- [Exercise details]: Everything from the line containing "of the tall" to the last line of the listing below should be restated exactly, both ends included, with nothing added and the pictures omitted.
::::
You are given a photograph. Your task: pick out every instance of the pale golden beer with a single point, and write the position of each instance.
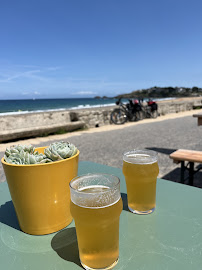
(96, 209)
(140, 169)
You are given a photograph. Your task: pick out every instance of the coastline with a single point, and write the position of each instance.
(104, 128)
(18, 126)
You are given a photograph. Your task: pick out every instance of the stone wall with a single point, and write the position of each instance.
(16, 126)
(99, 117)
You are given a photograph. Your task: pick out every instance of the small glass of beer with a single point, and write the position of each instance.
(96, 206)
(140, 168)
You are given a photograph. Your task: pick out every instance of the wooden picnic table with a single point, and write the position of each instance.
(199, 116)
(169, 238)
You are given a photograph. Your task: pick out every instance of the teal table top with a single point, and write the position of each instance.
(169, 238)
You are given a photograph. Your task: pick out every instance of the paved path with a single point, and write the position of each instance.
(166, 136)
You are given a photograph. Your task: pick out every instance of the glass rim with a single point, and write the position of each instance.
(94, 174)
(151, 153)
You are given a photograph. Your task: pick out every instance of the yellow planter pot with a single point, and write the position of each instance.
(40, 193)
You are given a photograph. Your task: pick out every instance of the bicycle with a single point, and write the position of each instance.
(125, 112)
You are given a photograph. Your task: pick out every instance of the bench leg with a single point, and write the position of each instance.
(182, 172)
(191, 173)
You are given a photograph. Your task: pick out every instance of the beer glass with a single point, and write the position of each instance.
(96, 206)
(140, 168)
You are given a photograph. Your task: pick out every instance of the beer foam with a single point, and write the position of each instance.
(95, 196)
(139, 157)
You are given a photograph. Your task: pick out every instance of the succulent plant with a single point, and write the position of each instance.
(60, 150)
(26, 154)
(22, 154)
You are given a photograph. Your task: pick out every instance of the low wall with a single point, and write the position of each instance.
(16, 126)
(99, 117)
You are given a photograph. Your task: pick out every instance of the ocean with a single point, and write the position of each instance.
(39, 105)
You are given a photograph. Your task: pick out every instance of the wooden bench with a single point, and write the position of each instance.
(199, 116)
(190, 157)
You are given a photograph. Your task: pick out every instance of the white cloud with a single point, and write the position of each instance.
(36, 93)
(83, 93)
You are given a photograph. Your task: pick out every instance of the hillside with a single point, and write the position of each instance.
(162, 92)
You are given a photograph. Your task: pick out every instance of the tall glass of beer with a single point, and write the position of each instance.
(140, 168)
(96, 206)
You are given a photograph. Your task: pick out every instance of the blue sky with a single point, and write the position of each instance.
(84, 48)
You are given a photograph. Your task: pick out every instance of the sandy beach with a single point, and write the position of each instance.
(106, 144)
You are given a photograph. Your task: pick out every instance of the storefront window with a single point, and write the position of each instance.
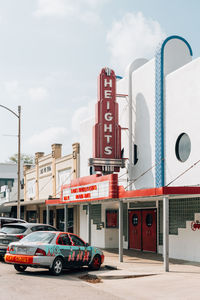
::::
- [Answer]:
You are given a photograph. Your task: pick out every instance of the tall glass of beer with a single point, and write the position of each instance.
(140, 168)
(96, 206)
You are given a photograph. Your task: pick out every instance of the blue sky with a single point, and write the position of each instance.
(84, 48)
You are given a photograph. Your task: pick out every instance of the sandy beach with a single point, and write the position of each instance.
(106, 144)
You are given a photograph. Your task: pick out every instance of the storefront window with a single point, and write the position of each instance.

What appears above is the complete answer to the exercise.